▸ Tantangan
Dalam halaman tanya-jawab tentang taubat zina, hukuman apa yang disebut penanya bagi pelaku yang belum menikah?

▸ Halaman
* * * * * * * * *
Taubat dari zina, cukup dengan taubatan nasuha?

Diasuh Oleh Ust. Taufik Hamim Effendi, Lc., MA

Pertanyaan:

Assalammualaikum Warahmatullahi Wabarakatuh . . . .

Pak Uztad, Saya Ismail.

Mengenai Penjelasan Uztad tentang Taubat Zina, saya ingin Bertanya :

Taubatnya orang zina hanya ada 2:

  1. Hukuman cambuk bagi yang belum menikah
  2. Hukuman ranjam bagi yang sudah menikah.

Apakah, Dalam bertaubat Tanpa kita melakukan 2 ponit di atas Dosa Zina kita telah di ampuni ( dengan catatan Taubatannasuha )

terima kasih atas jawabnnya semoga kita di beri Rahmat oleh Allah SWT. amin.
* * * * * * * * *
[Entri yang dikutip dari sebuah koleksi]
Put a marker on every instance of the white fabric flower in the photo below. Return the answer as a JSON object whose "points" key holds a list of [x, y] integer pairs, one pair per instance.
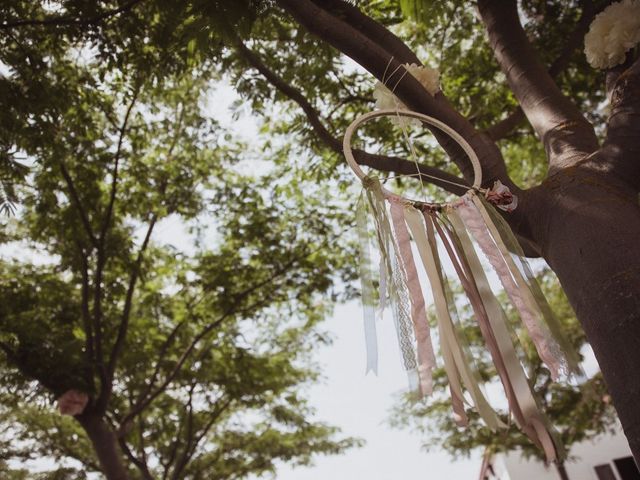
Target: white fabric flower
{"points": [[612, 33], [385, 99]]}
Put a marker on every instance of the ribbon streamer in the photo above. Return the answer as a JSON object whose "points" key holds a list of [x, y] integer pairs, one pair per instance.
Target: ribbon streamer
{"points": [[455, 226], [426, 357], [368, 291]]}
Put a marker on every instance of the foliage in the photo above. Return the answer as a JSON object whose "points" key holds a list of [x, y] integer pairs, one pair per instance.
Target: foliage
{"points": [[266, 250], [195, 352], [579, 409]]}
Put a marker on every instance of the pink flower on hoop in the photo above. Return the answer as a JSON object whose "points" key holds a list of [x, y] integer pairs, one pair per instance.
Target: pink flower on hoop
{"points": [[501, 197], [72, 402]]}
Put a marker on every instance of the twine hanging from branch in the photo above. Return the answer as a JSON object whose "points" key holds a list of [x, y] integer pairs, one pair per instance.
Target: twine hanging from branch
{"points": [[457, 226]]}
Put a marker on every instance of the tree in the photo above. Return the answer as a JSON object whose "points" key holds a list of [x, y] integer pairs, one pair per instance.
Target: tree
{"points": [[583, 218], [578, 412], [191, 358], [510, 62]]}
* * * * * * * * *
▸ Hasil
Hukuman cambuk.